__Exercise aim__. Reproduce word for word the stretch of the items below that runs from the line containing "instance, sample <point>421,496</point>." through the line containing "<point>77,77</point>", including both of those lines.

__Supplied material__.
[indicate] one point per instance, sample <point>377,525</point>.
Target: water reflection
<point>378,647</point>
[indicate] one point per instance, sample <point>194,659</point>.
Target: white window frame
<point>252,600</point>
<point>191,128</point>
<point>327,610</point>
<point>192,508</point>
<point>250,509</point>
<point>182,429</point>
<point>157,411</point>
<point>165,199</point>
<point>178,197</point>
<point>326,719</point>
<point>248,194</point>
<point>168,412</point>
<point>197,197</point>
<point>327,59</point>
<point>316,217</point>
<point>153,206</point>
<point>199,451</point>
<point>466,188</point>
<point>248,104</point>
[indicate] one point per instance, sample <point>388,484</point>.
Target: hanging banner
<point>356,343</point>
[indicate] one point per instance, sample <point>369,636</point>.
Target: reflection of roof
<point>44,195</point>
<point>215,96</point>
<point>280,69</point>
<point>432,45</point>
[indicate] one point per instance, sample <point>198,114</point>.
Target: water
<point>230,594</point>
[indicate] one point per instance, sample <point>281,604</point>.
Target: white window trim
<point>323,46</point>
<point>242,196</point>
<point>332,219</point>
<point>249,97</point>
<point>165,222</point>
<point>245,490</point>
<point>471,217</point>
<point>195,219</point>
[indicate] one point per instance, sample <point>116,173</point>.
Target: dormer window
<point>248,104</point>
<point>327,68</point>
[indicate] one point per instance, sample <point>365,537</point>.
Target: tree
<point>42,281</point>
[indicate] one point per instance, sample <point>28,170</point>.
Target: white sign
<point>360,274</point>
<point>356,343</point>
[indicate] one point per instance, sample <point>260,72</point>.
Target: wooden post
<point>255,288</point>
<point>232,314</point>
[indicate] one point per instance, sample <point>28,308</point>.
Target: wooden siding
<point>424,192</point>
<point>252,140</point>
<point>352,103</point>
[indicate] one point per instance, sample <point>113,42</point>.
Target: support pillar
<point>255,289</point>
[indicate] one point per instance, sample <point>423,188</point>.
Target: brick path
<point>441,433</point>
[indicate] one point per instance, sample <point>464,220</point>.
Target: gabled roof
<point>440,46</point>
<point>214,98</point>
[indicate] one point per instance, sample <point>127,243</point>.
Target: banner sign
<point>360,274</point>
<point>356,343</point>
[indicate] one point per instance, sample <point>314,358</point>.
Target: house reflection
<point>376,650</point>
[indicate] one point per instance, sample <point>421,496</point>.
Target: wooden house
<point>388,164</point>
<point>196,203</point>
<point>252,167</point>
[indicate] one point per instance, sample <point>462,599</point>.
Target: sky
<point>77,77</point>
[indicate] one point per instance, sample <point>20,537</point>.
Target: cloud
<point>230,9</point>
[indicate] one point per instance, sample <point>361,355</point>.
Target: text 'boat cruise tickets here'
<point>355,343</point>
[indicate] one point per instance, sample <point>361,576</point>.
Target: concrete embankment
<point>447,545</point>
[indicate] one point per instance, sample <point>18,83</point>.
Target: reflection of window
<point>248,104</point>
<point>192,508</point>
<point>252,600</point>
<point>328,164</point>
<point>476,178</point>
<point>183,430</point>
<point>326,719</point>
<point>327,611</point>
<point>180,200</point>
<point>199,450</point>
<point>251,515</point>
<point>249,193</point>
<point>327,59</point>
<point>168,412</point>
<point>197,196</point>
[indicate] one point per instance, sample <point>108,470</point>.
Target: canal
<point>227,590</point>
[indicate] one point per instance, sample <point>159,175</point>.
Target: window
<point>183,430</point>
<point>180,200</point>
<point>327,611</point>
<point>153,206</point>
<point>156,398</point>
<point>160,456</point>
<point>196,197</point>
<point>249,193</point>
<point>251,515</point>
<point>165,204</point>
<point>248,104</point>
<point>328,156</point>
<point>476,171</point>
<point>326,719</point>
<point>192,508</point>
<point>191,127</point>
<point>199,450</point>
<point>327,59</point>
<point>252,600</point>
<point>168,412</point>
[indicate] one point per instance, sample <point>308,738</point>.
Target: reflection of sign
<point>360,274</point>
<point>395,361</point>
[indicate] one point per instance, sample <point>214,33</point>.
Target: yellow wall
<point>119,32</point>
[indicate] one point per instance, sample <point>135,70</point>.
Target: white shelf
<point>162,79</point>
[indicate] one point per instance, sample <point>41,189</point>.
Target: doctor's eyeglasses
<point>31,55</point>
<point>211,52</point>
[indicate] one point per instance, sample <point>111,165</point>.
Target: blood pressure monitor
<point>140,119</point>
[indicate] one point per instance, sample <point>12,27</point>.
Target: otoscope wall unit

__Exercise solution__.
[indicate] one point per instance, sample <point>421,496</point>.
Target: wooden house
<point>388,164</point>
<point>196,203</point>
<point>252,167</point>
[indicate] one point per instance, sample <point>462,599</point>.
Target: sky
<point>77,77</point>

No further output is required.